● **The problem**: Repeat what the lines below say, word for word, and skip every image.

********************

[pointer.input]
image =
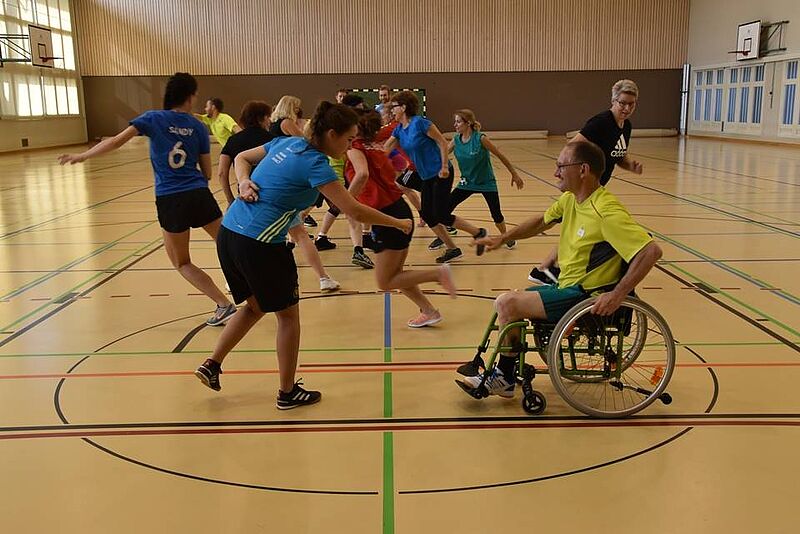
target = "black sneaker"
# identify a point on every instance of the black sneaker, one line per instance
(540, 277)
(368, 242)
(436, 244)
(323, 243)
(297, 397)
(449, 255)
(362, 260)
(208, 373)
(480, 248)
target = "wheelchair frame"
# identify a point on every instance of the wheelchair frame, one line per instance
(607, 340)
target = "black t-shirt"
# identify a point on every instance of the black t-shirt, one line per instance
(602, 130)
(248, 138)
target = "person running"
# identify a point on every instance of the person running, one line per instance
(221, 125)
(178, 144)
(255, 119)
(259, 267)
(427, 149)
(372, 182)
(472, 149)
(611, 131)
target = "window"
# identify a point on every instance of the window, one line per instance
(28, 91)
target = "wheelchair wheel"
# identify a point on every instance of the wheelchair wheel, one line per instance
(611, 366)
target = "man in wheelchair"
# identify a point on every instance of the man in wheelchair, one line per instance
(597, 236)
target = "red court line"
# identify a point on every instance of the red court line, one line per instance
(393, 428)
(365, 368)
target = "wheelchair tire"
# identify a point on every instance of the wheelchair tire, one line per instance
(597, 385)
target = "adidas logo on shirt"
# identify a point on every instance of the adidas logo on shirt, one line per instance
(621, 149)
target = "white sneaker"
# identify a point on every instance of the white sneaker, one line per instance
(496, 383)
(328, 284)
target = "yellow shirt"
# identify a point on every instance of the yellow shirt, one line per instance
(221, 126)
(596, 236)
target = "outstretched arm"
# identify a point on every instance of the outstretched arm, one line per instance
(103, 147)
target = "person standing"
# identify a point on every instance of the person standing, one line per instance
(178, 145)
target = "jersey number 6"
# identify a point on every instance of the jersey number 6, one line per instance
(177, 156)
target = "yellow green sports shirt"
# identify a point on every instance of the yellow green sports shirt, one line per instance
(596, 236)
(222, 126)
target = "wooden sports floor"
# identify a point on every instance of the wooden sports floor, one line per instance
(104, 428)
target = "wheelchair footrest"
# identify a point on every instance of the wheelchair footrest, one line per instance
(479, 392)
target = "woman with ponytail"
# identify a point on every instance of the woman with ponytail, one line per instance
(472, 149)
(178, 145)
(276, 182)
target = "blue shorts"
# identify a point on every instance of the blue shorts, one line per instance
(557, 301)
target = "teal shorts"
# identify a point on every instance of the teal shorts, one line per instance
(558, 301)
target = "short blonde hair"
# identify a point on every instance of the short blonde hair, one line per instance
(468, 116)
(285, 108)
(624, 86)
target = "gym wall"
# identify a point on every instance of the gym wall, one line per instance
(521, 65)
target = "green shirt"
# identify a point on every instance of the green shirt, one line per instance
(474, 163)
(596, 236)
(221, 126)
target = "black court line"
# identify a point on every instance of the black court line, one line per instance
(731, 309)
(83, 293)
(70, 214)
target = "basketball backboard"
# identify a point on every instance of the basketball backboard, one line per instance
(41, 40)
(748, 40)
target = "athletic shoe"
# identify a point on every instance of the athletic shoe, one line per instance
(222, 315)
(424, 319)
(209, 376)
(496, 383)
(368, 242)
(480, 248)
(327, 284)
(297, 397)
(436, 244)
(323, 243)
(541, 278)
(449, 255)
(446, 280)
(362, 260)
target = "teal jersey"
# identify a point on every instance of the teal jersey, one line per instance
(474, 163)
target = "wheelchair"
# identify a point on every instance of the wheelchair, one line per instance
(607, 367)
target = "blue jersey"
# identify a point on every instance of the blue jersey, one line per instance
(287, 179)
(423, 151)
(176, 141)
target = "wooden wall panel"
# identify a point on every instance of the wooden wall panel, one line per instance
(148, 37)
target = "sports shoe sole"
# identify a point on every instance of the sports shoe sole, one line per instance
(204, 379)
(429, 322)
(298, 405)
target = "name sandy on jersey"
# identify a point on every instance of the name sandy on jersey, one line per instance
(181, 131)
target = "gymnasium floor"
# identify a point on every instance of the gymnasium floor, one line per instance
(104, 428)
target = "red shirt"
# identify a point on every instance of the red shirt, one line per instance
(380, 189)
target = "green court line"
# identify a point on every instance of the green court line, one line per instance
(739, 302)
(69, 265)
(72, 289)
(724, 266)
(739, 207)
(388, 483)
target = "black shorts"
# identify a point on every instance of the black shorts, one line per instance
(388, 237)
(188, 209)
(266, 271)
(410, 179)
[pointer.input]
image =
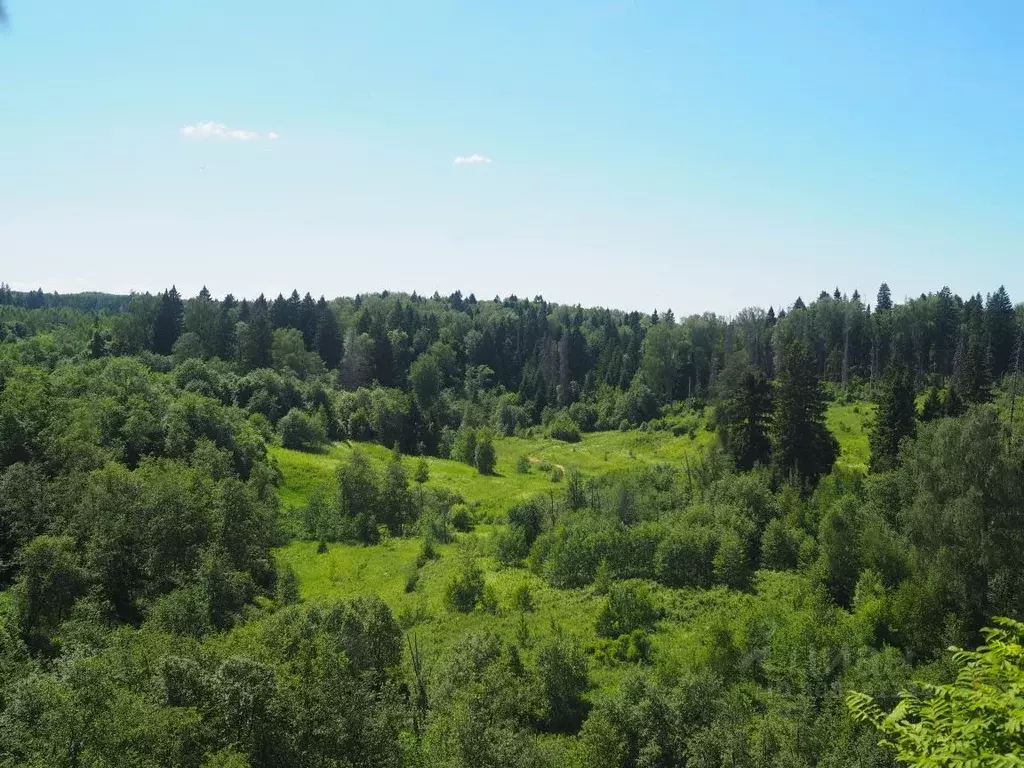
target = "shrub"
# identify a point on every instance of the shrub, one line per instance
(427, 552)
(522, 599)
(632, 648)
(464, 446)
(465, 589)
(511, 546)
(288, 586)
(462, 519)
(301, 431)
(564, 429)
(585, 416)
(686, 558)
(488, 600)
(485, 457)
(562, 672)
(628, 607)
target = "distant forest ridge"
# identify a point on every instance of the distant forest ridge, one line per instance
(557, 354)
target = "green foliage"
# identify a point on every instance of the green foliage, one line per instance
(743, 416)
(465, 589)
(895, 419)
(562, 671)
(802, 445)
(564, 429)
(629, 606)
(300, 431)
(978, 720)
(484, 457)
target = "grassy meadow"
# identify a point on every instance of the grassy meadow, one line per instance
(349, 569)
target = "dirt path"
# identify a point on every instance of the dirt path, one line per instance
(535, 460)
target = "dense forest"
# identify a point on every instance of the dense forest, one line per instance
(752, 602)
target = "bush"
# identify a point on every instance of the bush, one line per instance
(686, 558)
(465, 589)
(427, 552)
(511, 546)
(628, 607)
(462, 519)
(585, 416)
(562, 672)
(522, 599)
(485, 457)
(300, 431)
(632, 648)
(564, 429)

********************

● **Result of the task**:
[pointer.input]
image =
target = "black sneaker"
# identify a point on every instance of the black sneaker, one line per instance
(540, 277)
(368, 242)
(436, 244)
(323, 243)
(297, 397)
(449, 255)
(362, 260)
(208, 373)
(480, 248)
target = "wheelchair frame"
# identify a point on every instance of the wheelchair frame, one line per instance
(607, 340)
target = "black t-shirt"
# identify a point on every instance of the black t-shirt, one line per instance
(602, 130)
(248, 138)
target = "person running"
# identify a point on every instance of the person running, one line per instance
(221, 125)
(178, 144)
(255, 119)
(259, 267)
(427, 149)
(372, 182)
(472, 149)
(611, 131)
target = "window"
# identify a point on every instance of the window, one line per instance
(28, 91)
target = "wheelchair wheel"
# identify a point on every instance of the wheelchair wheel, one line per instance
(611, 366)
target = "man in wheelchair"
# identify a point on every instance of the man in wheelchair, one line per instance
(597, 236)
target = "red court line"
# identify a point on every instance of the red court line, one line per instance
(393, 428)
(365, 368)
target = "wheelchair tire"
# identify a point on every instance of the wheelchair tire, one line per instance
(597, 385)
target = "adidas logo on shirt"
# identify a point on every instance of the adidas logo on shirt, one line per instance
(621, 149)
target = "white sneaker"
# identify a point on every instance of the white sneaker, one line per instance
(496, 383)
(328, 284)
target = "yellow shirt"
# identify a point on every instance of the yellow shirt, one line per instance
(221, 126)
(596, 236)
target = "outstretched arm"
# identify a point on every instance of the outstretched arm, one line per instance
(103, 147)
target = "person standing"
# identify a point on every instance of the person standing, one line per instance
(178, 145)
target = "jersey number 6"
# identify a point on every instance of the jersey number 6, one line per instance
(177, 156)
target = "yellow green sports shirt"
# identify a point on every instance of the yellow green sports shirt, one line per instance
(596, 236)
(222, 126)
target = "wooden sports floor"
# identify a point on every instance of the wooden sports floor, one line per instance
(104, 428)
target = "wheelchair footrest"
# identify a point on every instance of the wheelchair footrest, one line per instance
(479, 392)
target = "woman with ponytail"
# identify a point on every instance of the woman with ponytail, one line per instance
(472, 149)
(178, 145)
(276, 182)
target = "blue shorts"
# identify a point on every instance of the blue shorts, one line per instance
(557, 301)
target = "teal shorts"
# identify a point on every instance of the teal shorts, one line per instance
(558, 301)
target = "short blonde hair"
# identify a point on every instance of the short blonde hair, one line per instance
(468, 116)
(285, 108)
(624, 86)
target = "gym wall"
# identify a point on every instance of the gym wall, one line per instance
(521, 65)
target = "green shirt"
# identify a point on every instance of the green shirt, one line per instance
(474, 163)
(596, 236)
(221, 126)
target = "black court line"
# identify a point on every instance of the black court line, one line per instance
(731, 309)
(83, 293)
(70, 214)
target = "basketball backboard"
# identify a point on every instance of the basketball backboard, one line per instance
(41, 40)
(748, 40)
target = "athletic shoe"
# identify a point on every instance of the athletic shoe, one line per instance
(222, 315)
(424, 319)
(209, 376)
(496, 383)
(368, 242)
(480, 248)
(327, 284)
(297, 397)
(436, 244)
(323, 243)
(541, 278)
(449, 255)
(446, 280)
(362, 260)
target = "teal jersey"
# identify a point on every instance of the teal jersey, one line per instance
(474, 163)
target = "wheelchair"
# identify a point on every instance of the wheelchair, one line per instance
(607, 367)
target = "blue jersey"
# identify a point on every instance of the blue jersey, one line per instance
(287, 179)
(423, 151)
(176, 141)
target = "wooden wall panel"
# identify a point on every instance of the wooden wall panel, one line per instance
(148, 37)
target = "sports shoe sole"
# identify a point on every instance of the sports shoe sole, one line per instance
(204, 379)
(429, 322)
(298, 405)
target = "name sandy on jersey"
# identify a point on every instance of the name sandy on jersey, one line per instance
(181, 131)
target = "gymnasium floor"
# identify a point on every instance of the gymnasium floor, one line per instance
(104, 428)
target = "red shirt"
# identify a point on every instance of the red shirt, one line per instance
(380, 189)
target = "green court line"
# identify a point on every instance of the green court line, one line per instance
(739, 302)
(69, 265)
(72, 289)
(724, 266)
(739, 207)
(388, 483)
target = "black shorts"
# identify a point on every instance of the black shorts, one line per instance
(388, 237)
(188, 209)
(266, 271)
(410, 179)
[pointer.input]
image =
target = "shrub"
# identify a point on every instance of the shrub, one line per instance
(427, 552)
(522, 599)
(632, 648)
(464, 446)
(465, 589)
(511, 546)
(288, 586)
(462, 519)
(301, 431)
(564, 429)
(585, 416)
(686, 558)
(488, 600)
(485, 457)
(562, 672)
(628, 607)
target = "distant forest ridge"
# identify a point on every instance of the distant forest ridge, one line per instance
(557, 354)
target = "green foliage"
# identify a point on every instance of the green foliage, one line per instance
(743, 416)
(465, 589)
(895, 419)
(562, 671)
(802, 445)
(564, 429)
(629, 606)
(300, 431)
(978, 720)
(484, 457)
target = "grassy meadow"
# identify a point on every instance of the grassy meadow, one line per instance
(349, 569)
target = "dirt path"
# identify a point on every instance of the dirt path, one line per instance
(535, 460)
target = "dense forest"
# identify a point on every instance of the dense forest, one line per instance
(752, 602)
target = "bush"
# identify a point on every instance of the bush, one line per instance
(686, 558)
(465, 589)
(427, 552)
(511, 546)
(628, 607)
(462, 519)
(585, 416)
(562, 672)
(522, 599)
(485, 457)
(300, 431)
(632, 648)
(564, 429)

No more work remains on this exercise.